• _EXERCISE DESCRIPTION_
Line by line, set down the records exactly as they appear below.

++++++++

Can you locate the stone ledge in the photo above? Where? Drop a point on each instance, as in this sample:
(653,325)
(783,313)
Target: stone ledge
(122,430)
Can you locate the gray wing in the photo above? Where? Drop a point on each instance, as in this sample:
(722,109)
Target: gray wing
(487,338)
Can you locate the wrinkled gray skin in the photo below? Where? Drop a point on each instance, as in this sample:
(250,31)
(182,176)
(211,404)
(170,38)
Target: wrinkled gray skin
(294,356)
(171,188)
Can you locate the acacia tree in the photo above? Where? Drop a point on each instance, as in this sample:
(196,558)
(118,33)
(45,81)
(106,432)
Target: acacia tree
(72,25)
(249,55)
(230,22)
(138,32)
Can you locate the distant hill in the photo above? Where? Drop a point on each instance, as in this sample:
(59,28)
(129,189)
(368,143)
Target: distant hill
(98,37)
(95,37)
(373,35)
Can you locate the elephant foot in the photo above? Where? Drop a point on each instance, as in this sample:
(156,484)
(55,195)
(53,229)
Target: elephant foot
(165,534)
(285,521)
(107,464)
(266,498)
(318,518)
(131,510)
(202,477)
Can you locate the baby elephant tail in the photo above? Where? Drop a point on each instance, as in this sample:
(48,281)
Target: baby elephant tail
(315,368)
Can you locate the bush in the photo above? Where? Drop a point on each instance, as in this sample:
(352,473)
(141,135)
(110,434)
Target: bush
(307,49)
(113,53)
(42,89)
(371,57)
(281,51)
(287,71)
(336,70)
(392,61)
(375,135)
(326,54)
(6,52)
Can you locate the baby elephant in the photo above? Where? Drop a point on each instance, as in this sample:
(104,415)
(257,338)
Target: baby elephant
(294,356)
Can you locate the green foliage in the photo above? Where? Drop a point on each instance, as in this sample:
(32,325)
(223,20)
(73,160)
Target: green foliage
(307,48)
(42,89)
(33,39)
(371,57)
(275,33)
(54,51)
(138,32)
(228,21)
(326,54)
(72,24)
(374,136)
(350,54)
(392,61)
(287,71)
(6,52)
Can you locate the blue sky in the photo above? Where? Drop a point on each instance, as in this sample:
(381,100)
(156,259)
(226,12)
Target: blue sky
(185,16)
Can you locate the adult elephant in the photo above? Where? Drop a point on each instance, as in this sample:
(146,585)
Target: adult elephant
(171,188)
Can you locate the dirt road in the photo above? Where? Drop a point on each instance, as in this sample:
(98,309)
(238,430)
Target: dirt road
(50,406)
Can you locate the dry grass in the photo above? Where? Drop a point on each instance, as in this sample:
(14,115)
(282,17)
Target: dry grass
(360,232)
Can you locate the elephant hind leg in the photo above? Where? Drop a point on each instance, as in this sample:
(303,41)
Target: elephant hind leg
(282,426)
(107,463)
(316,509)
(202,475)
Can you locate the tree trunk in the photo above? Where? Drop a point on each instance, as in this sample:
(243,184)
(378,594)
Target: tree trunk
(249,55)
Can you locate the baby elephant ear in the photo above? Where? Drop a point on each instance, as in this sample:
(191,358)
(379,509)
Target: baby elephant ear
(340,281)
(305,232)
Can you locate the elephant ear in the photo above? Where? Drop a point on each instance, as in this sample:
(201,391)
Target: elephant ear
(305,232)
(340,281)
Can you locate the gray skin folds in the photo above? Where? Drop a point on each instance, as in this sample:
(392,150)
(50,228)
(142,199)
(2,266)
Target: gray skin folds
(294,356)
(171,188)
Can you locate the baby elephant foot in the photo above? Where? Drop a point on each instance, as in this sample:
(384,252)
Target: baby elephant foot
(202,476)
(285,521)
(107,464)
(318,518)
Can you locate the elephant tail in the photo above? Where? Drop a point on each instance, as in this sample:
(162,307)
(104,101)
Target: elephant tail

++++++++

• _ANSWER TO THIS PROBLEM_
Can you locate the stone ledge in the photo above? Where? Drop a point on each instance, as in this sample:
(653,325)
(783,313)
Target: stone ledge
(122,430)
Can you locate the gray wing in the photo above? Where? Drop a point on each instance, as in this sample:
(722,109)
Target: gray wing
(487,338)
Can you locate the wrinkled gray skin in the photo below? Where? Drop a point on each instance, as in this sample:
(250,31)
(182,176)
(211,404)
(170,38)
Target: wrinkled gray skin
(294,356)
(171,188)
Can you locate the acacia tree in the photo above? Where? Drop a point on each instance, as in this sample:
(196,558)
(118,33)
(45,81)
(106,432)
Target: acacia tree
(72,25)
(249,55)
(230,22)
(138,32)
Can you locate the distant hill in the photo above? Where? Drop a point on each instance, as in this sample:
(59,28)
(129,189)
(368,143)
Target: distant hill
(98,37)
(95,37)
(373,35)
Can you locate the elephant foot in the photo above? Where? Drop a point on each instance, as in this sample:
(156,484)
(55,195)
(53,229)
Target: elephant foot
(165,534)
(285,521)
(107,464)
(266,498)
(318,518)
(131,510)
(202,477)
Can you locate the baby elephant tail in the photo above? Where? Drop a point on each instance, as in this sample:
(48,281)
Target: baby elephant tail
(315,368)
Can you locate the bush in the photo above? Where? Drop a point on each instance, as in this sample:
(352,473)
(141,135)
(110,434)
Target: bush
(307,49)
(113,53)
(42,89)
(371,57)
(281,51)
(287,71)
(336,70)
(392,61)
(375,135)
(326,54)
(6,52)
Can you locate the baby elephant in the photo above? Where? Drop a point on each instance, as in this sample:
(104,415)
(257,338)
Target: baby elephant
(294,356)
Can you locate the green foliage in the photo above? Where? Drop a point on each instance, as in this sample:
(32,325)
(223,20)
(73,160)
Target: green foliage
(307,48)
(42,89)
(33,39)
(371,57)
(275,33)
(54,51)
(138,32)
(228,21)
(326,54)
(72,24)
(374,136)
(350,54)
(392,61)
(287,71)
(6,52)
Can you locate the blue sky in the photo above? Where? Drop a point on each instance, as in this sample:
(381,100)
(156,259)
(226,12)
Target: blue sky
(185,16)
Can you locate the adult elephant in the photo above? Where? Drop a point on each instance, as in this sample:
(146,585)
Target: adult elephant
(171,188)
Can you locate the dirt road in the photo above? Where? Drop a point on each instance, as in this sample:
(98,309)
(238,430)
Target: dirt road
(50,406)
Can you locate the dry grass in the photo above? Where? Drop a point on each instance, as in this sample:
(14,115)
(282,17)
Target: dry grass
(360,232)
Can you locate the elephant hind leg in the photo above? Where? Drop a point on each instance, as in this sample:
(303,41)
Target: elephant hind leg
(282,426)
(107,463)
(316,509)
(202,475)
Can you locate the tree trunk in the photo above? Where? Drop a point on each instance, as in this sample:
(243,184)
(378,594)
Target: tree trunk
(249,55)
Can you locate the baby elephant ear in the photo above? Where? Drop a point on each instance, as in this sample:
(191,358)
(379,509)
Target: baby elephant ear
(340,281)
(305,232)
Can you locate the elephant ear in the photo above? Where? Drop a point on each instance, as in this sample:
(201,391)
Target: elephant ear
(305,232)
(340,281)
Can you locate the gray skin folds in the photo above? Where? Drop a point on each instance, as in this sample:
(392,150)
(50,228)
(142,199)
(2,266)
Target: gray skin folds
(294,356)
(171,188)
Can you locate the baby elephant foot in the photo above? Where? Drop a point on each instance, as in this sample:
(384,252)
Target: baby elephant foot
(202,476)
(285,521)
(107,464)
(318,518)
Can you locate the elephant tail in the photo above? Where? Drop a point on each instance, as in this sample:
(162,307)
(104,101)
Target: elephant tail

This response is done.